▶

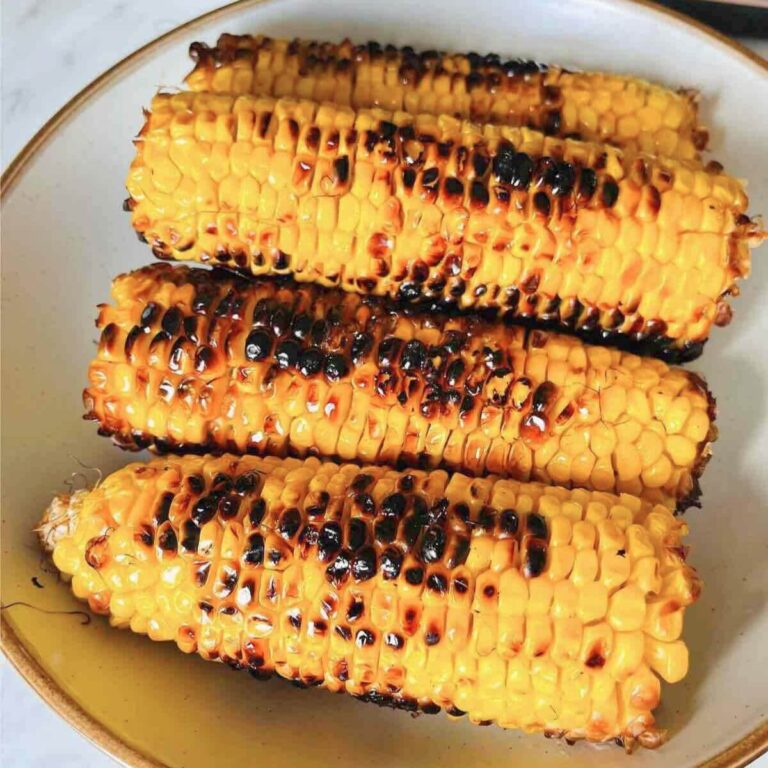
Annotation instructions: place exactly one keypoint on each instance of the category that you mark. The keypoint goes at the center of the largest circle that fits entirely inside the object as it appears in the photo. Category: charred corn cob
(191, 359)
(537, 608)
(625, 111)
(641, 252)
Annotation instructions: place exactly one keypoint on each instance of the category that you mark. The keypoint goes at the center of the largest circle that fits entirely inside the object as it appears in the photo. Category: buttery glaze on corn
(533, 607)
(639, 252)
(191, 359)
(625, 111)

◀

What is needed: Could you write out all the items above again, swapping "keypoint" for "marker" wherever it occurs, with nothing else changed and the pictures omitted?

Reply to the exercise:
Annotation instructions: place exactly one marker on each instance of the category that you mark. The marker goes at the center of the largest circle that fits entirely inside the object as it appears in the photo. Category: charred corn cob
(191, 359)
(537, 608)
(625, 111)
(641, 252)
Annotation instructions: place exactly one marker on each instance of the category that you mark. The marker goes at the center of the largest circle that fits entirely inside the object as it appears in the photo. Category: buttery glaze on corn
(533, 607)
(639, 252)
(191, 359)
(625, 111)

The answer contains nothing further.